After locating the line with "Give a dot for each instance of the railway line, drawn", retype it and every later line exactly, stopping at the end of the records.
START Exercise input
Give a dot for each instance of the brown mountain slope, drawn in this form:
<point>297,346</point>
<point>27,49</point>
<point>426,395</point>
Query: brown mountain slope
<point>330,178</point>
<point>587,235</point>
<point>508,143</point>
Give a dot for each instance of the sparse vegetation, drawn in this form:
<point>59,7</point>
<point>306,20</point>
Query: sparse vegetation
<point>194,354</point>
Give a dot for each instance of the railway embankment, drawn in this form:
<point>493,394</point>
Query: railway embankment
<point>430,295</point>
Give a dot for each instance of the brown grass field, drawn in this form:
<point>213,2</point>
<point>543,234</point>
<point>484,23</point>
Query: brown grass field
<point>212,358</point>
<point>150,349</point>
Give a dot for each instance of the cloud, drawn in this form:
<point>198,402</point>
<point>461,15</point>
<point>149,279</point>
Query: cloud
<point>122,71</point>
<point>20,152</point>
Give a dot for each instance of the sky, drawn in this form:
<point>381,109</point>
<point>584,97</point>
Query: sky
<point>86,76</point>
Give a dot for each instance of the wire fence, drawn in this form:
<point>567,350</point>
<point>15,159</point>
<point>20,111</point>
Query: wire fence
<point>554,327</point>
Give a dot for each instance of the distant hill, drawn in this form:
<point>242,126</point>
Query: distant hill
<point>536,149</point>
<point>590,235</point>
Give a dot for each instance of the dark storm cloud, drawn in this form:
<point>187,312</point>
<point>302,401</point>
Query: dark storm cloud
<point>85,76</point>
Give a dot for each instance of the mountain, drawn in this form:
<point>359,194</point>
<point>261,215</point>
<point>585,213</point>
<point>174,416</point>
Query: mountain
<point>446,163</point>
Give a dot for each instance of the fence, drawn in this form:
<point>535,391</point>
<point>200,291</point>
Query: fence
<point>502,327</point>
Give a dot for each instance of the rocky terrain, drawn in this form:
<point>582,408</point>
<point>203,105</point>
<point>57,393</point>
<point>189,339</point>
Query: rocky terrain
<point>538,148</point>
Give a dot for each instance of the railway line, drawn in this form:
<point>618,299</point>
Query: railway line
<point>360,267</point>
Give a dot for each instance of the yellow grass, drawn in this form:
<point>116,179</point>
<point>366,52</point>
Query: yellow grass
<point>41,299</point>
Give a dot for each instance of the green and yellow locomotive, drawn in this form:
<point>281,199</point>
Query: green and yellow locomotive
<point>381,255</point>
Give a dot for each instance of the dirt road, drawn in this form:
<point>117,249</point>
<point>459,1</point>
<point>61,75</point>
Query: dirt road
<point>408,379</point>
END Exercise input
Task result
Give a dot for each instance of the railway line, drawn in this form:
<point>618,299</point>
Query: railway line
<point>360,267</point>
Give a dot for each instance of the yellow grass, drawn in this form:
<point>116,179</point>
<point>366,52</point>
Query: yellow grass
<point>41,299</point>
Give a dot for each instance of the green and yellow locomotive, drawn in this form:
<point>281,199</point>
Query: green and yellow locomotive
<point>381,255</point>
Give a dot for each instance of the dirt road, drawn in this form:
<point>117,249</point>
<point>459,1</point>
<point>61,75</point>
Query: dirt road
<point>408,379</point>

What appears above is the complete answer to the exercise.